[Opening Exercise data section]

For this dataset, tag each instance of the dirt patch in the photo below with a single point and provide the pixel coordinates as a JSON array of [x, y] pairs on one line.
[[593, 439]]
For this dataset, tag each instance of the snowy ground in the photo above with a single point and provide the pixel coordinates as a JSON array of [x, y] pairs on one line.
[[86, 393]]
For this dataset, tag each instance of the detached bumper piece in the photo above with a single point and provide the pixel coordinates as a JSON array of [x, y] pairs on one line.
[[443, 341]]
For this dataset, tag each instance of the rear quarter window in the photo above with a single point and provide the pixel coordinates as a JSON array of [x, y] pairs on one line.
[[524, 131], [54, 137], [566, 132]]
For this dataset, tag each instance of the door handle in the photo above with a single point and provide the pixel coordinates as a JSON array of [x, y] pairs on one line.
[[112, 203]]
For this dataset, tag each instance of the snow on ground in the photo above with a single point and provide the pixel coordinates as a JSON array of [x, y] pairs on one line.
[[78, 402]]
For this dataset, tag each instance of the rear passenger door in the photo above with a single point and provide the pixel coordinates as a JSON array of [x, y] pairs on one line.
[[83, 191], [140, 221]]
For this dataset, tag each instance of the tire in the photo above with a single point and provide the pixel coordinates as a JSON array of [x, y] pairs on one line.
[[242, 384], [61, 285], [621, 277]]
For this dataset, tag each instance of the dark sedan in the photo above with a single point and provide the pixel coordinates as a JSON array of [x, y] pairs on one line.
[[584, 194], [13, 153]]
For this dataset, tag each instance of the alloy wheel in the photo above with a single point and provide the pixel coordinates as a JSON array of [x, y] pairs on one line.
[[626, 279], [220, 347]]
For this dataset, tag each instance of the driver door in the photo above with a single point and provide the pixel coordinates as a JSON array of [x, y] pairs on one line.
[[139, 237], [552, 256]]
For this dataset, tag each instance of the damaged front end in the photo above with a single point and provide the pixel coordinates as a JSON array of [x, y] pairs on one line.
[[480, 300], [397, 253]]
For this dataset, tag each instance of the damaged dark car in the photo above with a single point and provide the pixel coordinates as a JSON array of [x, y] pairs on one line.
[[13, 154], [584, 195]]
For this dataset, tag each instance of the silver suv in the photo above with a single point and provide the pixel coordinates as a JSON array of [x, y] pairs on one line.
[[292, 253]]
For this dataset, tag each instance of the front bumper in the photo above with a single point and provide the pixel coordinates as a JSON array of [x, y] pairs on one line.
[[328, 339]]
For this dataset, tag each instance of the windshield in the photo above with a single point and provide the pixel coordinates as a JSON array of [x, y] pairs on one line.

[Closing Exercise data section]

▸ **Exercise**: Reproduce the data exactly, character for character.

▸ **Completed exercise**:
For this dataset, tag each instance of the dirt patch in the photo below with a single point and provide the pixel coordinates as a JSON array of [x, y] pairs on one line.
[[593, 439]]
For this dataset, tag each instance of the snowy ground in the photo above with a single point and provide the pixel coordinates as a JSON array of [x, y] pairs on one line.
[[86, 393]]
For this dataset, tag each instance of the detached bumper piece in the photo above with a single point and provide the pixel coordinates as a JSON array of [x, y] pairs on one line.
[[443, 341]]
For this dataset, tag each instance of the rear quarter window in the photo above with a single point and provide the pixel coordinates as a JSON array of [x, y] pairs on one line.
[[524, 131], [54, 137], [566, 132]]
For this dataset, tag each instance of the door handle in the photo above with a single point and provide the pixel coordinates as a JSON array of [x, y] pairs on one line.
[[112, 203]]
For this dataset, tag each instance of the snow on ground in the photo above with a single point and provide the pixel coordinates as a JSON array of [x, y] pairs on one line.
[[78, 402]]
For this dataset, tag each instance of the rear passenger door in the photo above with a single point and provide the pixel coordinates as a JSON array of [x, y] pairs on one line.
[[83, 191], [140, 221]]
For this dataset, tag each instance of the tire in the photo above with a single point and provide the pixel coordinates as a JSON array of [x, y] pairs on one line.
[[242, 384], [61, 285], [621, 277]]
For this dataset, tag each instance of the dark sedan in the photo above with a single point and provide the pixel coordinates as a JSON array of [x, y] pairs on one line.
[[584, 194], [13, 153]]
For this dataset, tag each instance of the alloy wheel in the photo above with a single point and provide the pixel coordinates as a JSON array of [x, y] pairs on one line.
[[626, 279], [220, 347]]
For this dataset, tag each instance of the driver door in the photo above with a single point and provide the pixel coordinates as a JSON array of [x, y] pairs on one line.
[[139, 237], [552, 256]]
For this dataset, tag each instance of the damaged front end in the photo above with a single point and provide the pixel coordinates as a JSON array of [x, y] pairs on one line.
[[480, 300], [397, 253]]
For this dataset, tag each instance of the damaged dark car in the photo above with a single point and provide the pixel coordinates as a JSON array of [x, y] pairs on one line.
[[13, 154], [584, 195]]
For this dataset, tag each instance of the silver suv in the photo above with a single point and provide the pixel coordinates as a JSON array of [x, y] pairs on one line.
[[292, 253]]
For this dataset, tag each instance of the front bumper in the photo above with a single point and provide the pixel coordinates as a JSON array of [x, y] pairs on one line.
[[328, 339]]
For this dataset, tag each instance of the windshield in the photo above with a single point and provide the pixel coordinates as a JSON array of [x, y] pairs on one line.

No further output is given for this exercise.